- [Pointing and labeling entries]
/---
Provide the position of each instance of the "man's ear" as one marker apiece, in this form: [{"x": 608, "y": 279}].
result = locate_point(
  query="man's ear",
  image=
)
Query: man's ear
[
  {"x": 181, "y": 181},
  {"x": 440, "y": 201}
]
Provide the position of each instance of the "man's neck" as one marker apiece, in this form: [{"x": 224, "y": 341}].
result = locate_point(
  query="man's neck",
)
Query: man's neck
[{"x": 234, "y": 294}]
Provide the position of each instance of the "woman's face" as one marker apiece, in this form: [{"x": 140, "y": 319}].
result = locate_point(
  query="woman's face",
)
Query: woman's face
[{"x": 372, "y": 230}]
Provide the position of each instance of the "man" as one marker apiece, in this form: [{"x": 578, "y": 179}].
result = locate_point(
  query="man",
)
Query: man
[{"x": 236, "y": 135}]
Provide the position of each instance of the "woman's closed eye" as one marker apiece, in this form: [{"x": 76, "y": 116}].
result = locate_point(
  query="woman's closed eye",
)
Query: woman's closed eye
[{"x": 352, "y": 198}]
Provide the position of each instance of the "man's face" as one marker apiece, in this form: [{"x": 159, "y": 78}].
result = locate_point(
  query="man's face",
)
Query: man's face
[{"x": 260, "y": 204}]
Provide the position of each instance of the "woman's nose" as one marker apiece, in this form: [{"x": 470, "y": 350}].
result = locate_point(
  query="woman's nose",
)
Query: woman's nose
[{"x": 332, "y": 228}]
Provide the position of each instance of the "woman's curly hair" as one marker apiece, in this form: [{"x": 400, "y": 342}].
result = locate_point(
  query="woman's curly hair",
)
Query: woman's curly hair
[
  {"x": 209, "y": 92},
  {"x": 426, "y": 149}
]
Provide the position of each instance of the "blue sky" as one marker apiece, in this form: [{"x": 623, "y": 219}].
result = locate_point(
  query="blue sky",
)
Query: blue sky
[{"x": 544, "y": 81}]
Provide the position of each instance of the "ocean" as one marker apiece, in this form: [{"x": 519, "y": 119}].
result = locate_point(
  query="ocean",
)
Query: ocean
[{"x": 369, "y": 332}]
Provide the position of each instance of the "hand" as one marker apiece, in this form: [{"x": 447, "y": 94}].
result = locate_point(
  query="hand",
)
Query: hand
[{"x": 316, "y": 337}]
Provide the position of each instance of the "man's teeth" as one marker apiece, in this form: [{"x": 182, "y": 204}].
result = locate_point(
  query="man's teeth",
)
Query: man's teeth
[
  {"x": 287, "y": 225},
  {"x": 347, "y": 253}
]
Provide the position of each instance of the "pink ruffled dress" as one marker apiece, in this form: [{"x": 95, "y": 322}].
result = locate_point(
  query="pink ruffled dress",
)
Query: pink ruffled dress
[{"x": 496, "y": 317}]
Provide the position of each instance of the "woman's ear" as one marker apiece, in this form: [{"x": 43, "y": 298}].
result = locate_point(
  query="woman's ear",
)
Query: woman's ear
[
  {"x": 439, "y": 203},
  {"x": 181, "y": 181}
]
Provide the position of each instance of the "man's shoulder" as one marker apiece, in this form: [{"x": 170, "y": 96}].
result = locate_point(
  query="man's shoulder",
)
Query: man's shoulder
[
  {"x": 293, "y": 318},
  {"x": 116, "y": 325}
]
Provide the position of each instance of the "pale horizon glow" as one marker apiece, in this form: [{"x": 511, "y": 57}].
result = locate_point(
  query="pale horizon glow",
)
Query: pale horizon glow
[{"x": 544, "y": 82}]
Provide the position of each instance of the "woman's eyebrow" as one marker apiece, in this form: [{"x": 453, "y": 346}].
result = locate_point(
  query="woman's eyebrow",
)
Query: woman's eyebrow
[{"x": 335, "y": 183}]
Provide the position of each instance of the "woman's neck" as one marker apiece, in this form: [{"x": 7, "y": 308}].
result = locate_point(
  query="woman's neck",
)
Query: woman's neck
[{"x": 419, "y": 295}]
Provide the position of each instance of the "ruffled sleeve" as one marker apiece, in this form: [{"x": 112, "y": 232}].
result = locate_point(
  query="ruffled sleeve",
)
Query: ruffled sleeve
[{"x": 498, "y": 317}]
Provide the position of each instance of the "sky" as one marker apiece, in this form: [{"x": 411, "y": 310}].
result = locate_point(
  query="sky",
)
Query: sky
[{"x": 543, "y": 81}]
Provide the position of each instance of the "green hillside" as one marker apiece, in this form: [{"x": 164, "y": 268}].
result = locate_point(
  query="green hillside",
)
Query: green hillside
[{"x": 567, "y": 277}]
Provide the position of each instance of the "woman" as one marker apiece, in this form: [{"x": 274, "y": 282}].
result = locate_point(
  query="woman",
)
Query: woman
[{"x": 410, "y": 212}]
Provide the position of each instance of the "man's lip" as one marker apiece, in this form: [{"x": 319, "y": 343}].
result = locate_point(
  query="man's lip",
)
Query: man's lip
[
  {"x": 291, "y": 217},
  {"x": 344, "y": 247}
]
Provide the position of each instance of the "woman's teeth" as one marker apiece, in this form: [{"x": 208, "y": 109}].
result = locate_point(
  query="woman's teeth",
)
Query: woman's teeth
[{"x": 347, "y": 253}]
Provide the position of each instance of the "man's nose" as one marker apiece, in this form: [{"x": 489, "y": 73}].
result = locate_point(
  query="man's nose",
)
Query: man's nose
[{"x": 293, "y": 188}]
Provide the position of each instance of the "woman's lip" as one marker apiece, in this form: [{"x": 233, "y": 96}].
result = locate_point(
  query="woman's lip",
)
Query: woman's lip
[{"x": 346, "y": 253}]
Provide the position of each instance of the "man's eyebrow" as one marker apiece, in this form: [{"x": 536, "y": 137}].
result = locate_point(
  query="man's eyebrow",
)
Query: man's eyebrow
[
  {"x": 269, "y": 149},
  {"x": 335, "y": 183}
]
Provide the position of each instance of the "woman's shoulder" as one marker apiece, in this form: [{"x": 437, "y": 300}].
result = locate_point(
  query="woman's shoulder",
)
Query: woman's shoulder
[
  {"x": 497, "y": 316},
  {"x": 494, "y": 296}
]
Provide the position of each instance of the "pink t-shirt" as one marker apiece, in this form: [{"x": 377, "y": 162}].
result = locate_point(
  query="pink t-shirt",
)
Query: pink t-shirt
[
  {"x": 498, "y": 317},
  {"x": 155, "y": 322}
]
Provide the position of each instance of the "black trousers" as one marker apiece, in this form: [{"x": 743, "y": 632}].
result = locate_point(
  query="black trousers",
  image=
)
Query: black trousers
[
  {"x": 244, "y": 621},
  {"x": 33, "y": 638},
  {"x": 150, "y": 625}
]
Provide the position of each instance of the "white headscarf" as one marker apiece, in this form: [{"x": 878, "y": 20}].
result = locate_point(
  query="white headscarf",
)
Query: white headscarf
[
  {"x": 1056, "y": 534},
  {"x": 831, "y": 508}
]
\---
Provide all the records again, word for word.

Provide the position of each instance of the "man's ear" as one marker apiece, in this form: [{"x": 608, "y": 279}].
result = locate_point(
  query="man's ear",
  image=
)
Query: man's ear
[
  {"x": 181, "y": 181},
  {"x": 440, "y": 201}
]
Provide the position of each instance of the "man's neck" as one marker apiece, in this form: [{"x": 224, "y": 341}].
result = locate_point(
  query="man's neck",
)
Query: man's neck
[{"x": 234, "y": 294}]
Provide the position of each instance of the "woman's face" as one marker apiece, in this form: [{"x": 140, "y": 319}].
result = locate_point(
  query="woman's face",
)
Query: woman's face
[{"x": 372, "y": 230}]
Provide the position of each instance of the "man" as one marker apiece, in this form: [{"x": 578, "y": 179}].
result = locate_point(
  query="man",
)
Query: man
[{"x": 236, "y": 135}]
Provide the position of each instance of the "woman's closed eye" as one marker apiece, in this form: [{"x": 76, "y": 116}].
result = locate_point(
  query="woman's closed eye",
)
Query: woman's closed eye
[{"x": 352, "y": 198}]
Provide the position of each instance of the "man's face" as one marker apiece, in this form: [{"x": 159, "y": 78}].
result = locate_point(
  query="man's face",
)
Query: man's face
[{"x": 260, "y": 204}]
Provide the position of each instance of the "woman's nose" as one marker apiece, in this form: [{"x": 470, "y": 350}].
result = locate_point(
  query="woman's nose",
)
Query: woman's nose
[{"x": 332, "y": 228}]
Provide the position of each instance of the "woman's curly hair" as one marker apiece, in this form: [{"x": 400, "y": 342}].
result = locate_point(
  query="woman's curly hair",
)
Query: woman's curly hair
[
  {"x": 209, "y": 92},
  {"x": 426, "y": 149}
]
Provide the position of each instance of the "blue sky" as one marker apiece, in this form: [{"x": 623, "y": 219}].
result = locate_point(
  query="blue sky",
)
Query: blue sky
[{"x": 544, "y": 81}]
Provide the position of each instance of the "ocean" as one marker apiece, in this form: [{"x": 519, "y": 119}].
result = locate_point(
  query="ocean",
)
Query: ocean
[{"x": 369, "y": 332}]
Provide the position of each instance of the "hand" as one marker apiece, in this form: [{"x": 447, "y": 94}].
result = locate_point(
  query="hand",
)
Query: hand
[{"x": 316, "y": 337}]
Provide the position of each instance of the "man's teeth" as one marker apiece, in this form: [{"x": 182, "y": 204}].
result = locate_point(
  query="man's teeth",
)
Query: man's teeth
[
  {"x": 287, "y": 225},
  {"x": 347, "y": 253}
]
Provide the position of each instance of the "pink ruffled dress" as one marker apiece, in this form: [{"x": 95, "y": 322}].
result = locate_point(
  query="pink ruffled dress",
)
Query: pink ruffled dress
[{"x": 496, "y": 317}]
Provide the position of each instance of the "woman's ear" as one marker apiece, in this form: [{"x": 43, "y": 298}].
result = locate_point(
  query="woman's ear",
)
Query: woman's ear
[
  {"x": 439, "y": 203},
  {"x": 181, "y": 181}
]
Provide the position of each instance of the "man's shoulder" as one marker apiece, in this form: [{"x": 170, "y": 96}].
result = locate_point(
  query="man's shoulder",
)
Query: man's shoulder
[
  {"x": 293, "y": 318},
  {"x": 116, "y": 325}
]
Provide the position of each instance of the "pale horizon glow" as one marker apiece, in this form: [{"x": 511, "y": 57}].
result = locate_point(
  query="pale horizon glow",
)
Query: pale horizon glow
[{"x": 544, "y": 82}]
Provide the position of each instance of the "woman's eyebrow" as one marker apiece, in this form: [{"x": 453, "y": 346}].
result = locate_point(
  query="woman's eyebrow",
)
Query: woman's eyebrow
[{"x": 335, "y": 183}]
Provide the position of each instance of the "woman's neck" as one marker apiece, in this form: [{"x": 7, "y": 308}].
result = locate_point(
  query="woman's neck",
)
Query: woman's neck
[{"x": 419, "y": 295}]
Provide the position of each instance of the "ruffled sleeve" as one marker apiece, in this form: [{"x": 112, "y": 232}].
result = locate_point(
  query="ruffled sleeve",
)
Query: ruffled sleeve
[{"x": 498, "y": 317}]
Provide the position of each instance of the "sky" as one marker apiece, in this form: [{"x": 411, "y": 310}].
result = locate_point(
  query="sky",
)
Query: sky
[{"x": 543, "y": 81}]
Provide the position of each instance of the "green hillside" as one marker apiece, in this form: [{"x": 164, "y": 268}].
result = locate_point(
  query="green hillside",
)
Query: green hillside
[{"x": 567, "y": 277}]
Provide the position of each instance of the "woman" as one marker apiece, in this form: [{"x": 274, "y": 282}].
result = locate_point(
  query="woman",
)
Query: woman
[{"x": 410, "y": 212}]
Provide the position of each instance of the "man's lip" as one marker apiece, in this form: [{"x": 319, "y": 343}].
result = locate_point(
  query="man's lip",
)
Query: man's lip
[
  {"x": 291, "y": 217},
  {"x": 344, "y": 247}
]
Provide the position of each instance of the "woman's teeth" as one marker apiece, in this form: [{"x": 208, "y": 109}].
result = locate_point(
  query="woman's teeth",
)
Query: woman's teeth
[{"x": 347, "y": 253}]
Provide the position of each instance of the "man's nose" as one marker apiece, in this form: [{"x": 489, "y": 73}].
result = locate_point(
  query="man's nose",
)
Query: man's nose
[{"x": 293, "y": 188}]
Provide the position of each instance of the "woman's lip" as one marker apiece, in this form: [{"x": 233, "y": 96}].
result = locate_point(
  query="woman's lip",
)
Query: woman's lip
[{"x": 346, "y": 253}]
Provide the position of each instance of the "man's eyebrow" as one marker apiece, in this form: [{"x": 536, "y": 137}].
result = locate_point(
  query="man's eyebrow",
)
Query: man's eyebrow
[
  {"x": 269, "y": 149},
  {"x": 335, "y": 183}
]
Provide the position of each instance of the "woman's shoulder" as one marker apiece, in this form: [{"x": 437, "y": 300}].
result = locate_point(
  query="woman's shoulder",
)
Query: woman's shoulder
[
  {"x": 497, "y": 316},
  {"x": 494, "y": 296}
]
Provide the position of each instance of the "pink t-shirt" as one marker apiece, in this form: [{"x": 377, "y": 162}].
result = locate_point(
  query="pink t-shirt",
)
Query: pink t-shirt
[
  {"x": 498, "y": 317},
  {"x": 155, "y": 322}
]
Provide the position of each instance of the "black trousers" as one marker apiece, in this form: [{"x": 743, "y": 632}].
result = locate_point(
  query="black trousers",
  image=
)
Query: black trousers
[
  {"x": 244, "y": 621},
  {"x": 33, "y": 638},
  {"x": 150, "y": 625}
]
Provide the position of each instance of the "white headscarf" as one marker apiece, in this form: [{"x": 878, "y": 20}].
result = locate_point(
  query="white headscarf",
)
Query: white headscarf
[
  {"x": 1056, "y": 534},
  {"x": 831, "y": 508}
]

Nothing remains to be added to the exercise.